= Record excerpts =
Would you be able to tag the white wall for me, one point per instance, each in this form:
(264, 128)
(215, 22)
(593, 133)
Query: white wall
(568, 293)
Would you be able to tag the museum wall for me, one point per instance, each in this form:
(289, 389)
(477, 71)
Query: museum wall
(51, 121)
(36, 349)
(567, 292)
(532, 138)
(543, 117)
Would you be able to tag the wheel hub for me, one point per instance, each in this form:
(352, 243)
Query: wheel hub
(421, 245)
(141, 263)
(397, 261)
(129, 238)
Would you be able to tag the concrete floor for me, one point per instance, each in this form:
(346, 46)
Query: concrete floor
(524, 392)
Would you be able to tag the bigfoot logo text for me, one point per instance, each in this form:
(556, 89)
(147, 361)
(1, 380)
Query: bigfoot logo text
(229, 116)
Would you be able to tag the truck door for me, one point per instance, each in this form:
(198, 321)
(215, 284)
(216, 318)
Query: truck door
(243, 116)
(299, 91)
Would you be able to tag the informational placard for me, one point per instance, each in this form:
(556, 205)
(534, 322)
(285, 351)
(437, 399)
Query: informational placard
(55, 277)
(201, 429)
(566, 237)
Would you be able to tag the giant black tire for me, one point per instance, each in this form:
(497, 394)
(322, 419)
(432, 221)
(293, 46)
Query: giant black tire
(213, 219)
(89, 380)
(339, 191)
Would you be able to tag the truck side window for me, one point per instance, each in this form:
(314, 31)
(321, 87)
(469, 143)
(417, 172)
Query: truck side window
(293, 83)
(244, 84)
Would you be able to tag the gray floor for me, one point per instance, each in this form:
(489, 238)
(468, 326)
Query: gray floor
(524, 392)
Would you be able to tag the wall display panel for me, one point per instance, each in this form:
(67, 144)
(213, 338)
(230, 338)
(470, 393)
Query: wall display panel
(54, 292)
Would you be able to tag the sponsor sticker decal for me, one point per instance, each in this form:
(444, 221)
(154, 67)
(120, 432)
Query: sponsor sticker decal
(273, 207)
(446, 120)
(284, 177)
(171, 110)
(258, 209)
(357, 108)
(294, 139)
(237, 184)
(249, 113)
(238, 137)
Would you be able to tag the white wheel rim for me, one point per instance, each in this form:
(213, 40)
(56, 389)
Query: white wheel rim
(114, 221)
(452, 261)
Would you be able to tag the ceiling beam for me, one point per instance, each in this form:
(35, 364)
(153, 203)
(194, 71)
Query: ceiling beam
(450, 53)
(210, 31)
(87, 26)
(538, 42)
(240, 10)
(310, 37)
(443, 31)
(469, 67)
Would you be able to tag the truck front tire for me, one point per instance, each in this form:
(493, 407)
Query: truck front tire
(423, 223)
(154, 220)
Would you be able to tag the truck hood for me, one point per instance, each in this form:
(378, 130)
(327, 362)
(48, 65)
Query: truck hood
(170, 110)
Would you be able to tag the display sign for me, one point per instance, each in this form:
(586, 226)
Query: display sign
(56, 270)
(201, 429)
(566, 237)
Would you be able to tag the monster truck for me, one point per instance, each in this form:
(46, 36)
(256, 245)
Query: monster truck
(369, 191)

= Assignment =
Every entry needs to be copied again exactly.

= Solution to this exercise =
Would you be able to tag the white wall for me, one point per instance, each in this form:
(264, 128)
(215, 22)
(593, 133)
Query: white wall
(568, 293)
Would you be able to tag the museum wall for me, one point per instance, each in this form:
(289, 389)
(477, 71)
Query: museum wall
(51, 121)
(36, 349)
(567, 292)
(532, 138)
(543, 117)
Would you be able to tag the wheel hub for me, one point per instance, each in this form:
(352, 243)
Query: wheel hub
(421, 245)
(141, 263)
(397, 261)
(129, 238)
Would you be able to tag the concrete floor for me, one point per instance, each in this form:
(346, 46)
Query: concrete floor
(524, 392)
Would you be able to tag the bigfoot logo text for me, one point per instance, each in this form:
(556, 89)
(147, 361)
(1, 380)
Query: bigfoot logo text
(229, 116)
Would you be able to tag the truck door for me, one point per instance, each in this form:
(198, 321)
(215, 284)
(216, 318)
Query: truck door
(243, 116)
(299, 91)
Would you be able to tag the informational placard for me, one point per instance, each in this form:
(556, 205)
(534, 322)
(285, 351)
(437, 399)
Query: informational placard
(55, 277)
(201, 429)
(566, 237)
Would you be able to tag the giant black tire for me, one point per instance, each in this form:
(497, 394)
(322, 419)
(432, 221)
(293, 46)
Query: giant black tire
(213, 219)
(89, 380)
(339, 191)
Would you be able to tag the truck side window for me, one point per instance, each in this form:
(314, 31)
(321, 87)
(469, 143)
(417, 172)
Query: truck side window
(293, 83)
(244, 84)
Would you be able to tag the gray floor for me, one point per instance, each in this form:
(489, 238)
(468, 326)
Query: gray floor
(524, 392)
Would you be able to tag the wall display panel for me, one point per instance, each in this form:
(67, 144)
(213, 338)
(230, 338)
(470, 393)
Query: wall display panel
(54, 292)
Would you be able to tag the sponsor sticker decal for me, one point per instance, each in this form:
(444, 221)
(154, 67)
(120, 432)
Query: sponsor sticker decal
(273, 207)
(446, 120)
(284, 177)
(171, 110)
(258, 209)
(357, 108)
(294, 139)
(237, 184)
(249, 113)
(238, 137)
Would you be able to tag the white wheel rim for me, one point per instance, each in this form:
(213, 40)
(56, 389)
Query: white wheel rim
(114, 221)
(452, 261)
Would you be able to tag the ceiling beam for me, one point per instance, each in this form:
(35, 364)
(153, 203)
(194, 71)
Query: ceiling beam
(450, 53)
(210, 31)
(87, 26)
(538, 42)
(240, 10)
(310, 37)
(443, 31)
(469, 67)
Would you be able to tag the truck front tire for me, one point per instance, each in this form:
(493, 407)
Query: truck front tire
(423, 223)
(154, 220)
Would you be able to tag the truck hood for me, one point per instance, each in this form:
(378, 130)
(327, 362)
(48, 65)
Query: truck hood
(170, 110)
Would you be able to tag the display sign for me, one point per instance, each in this form:
(586, 226)
Query: display sign
(56, 270)
(201, 429)
(566, 237)
Would you be able to tag the monster truck for me, one point per instance, each in this form:
(46, 36)
(256, 245)
Query: monster truck
(369, 191)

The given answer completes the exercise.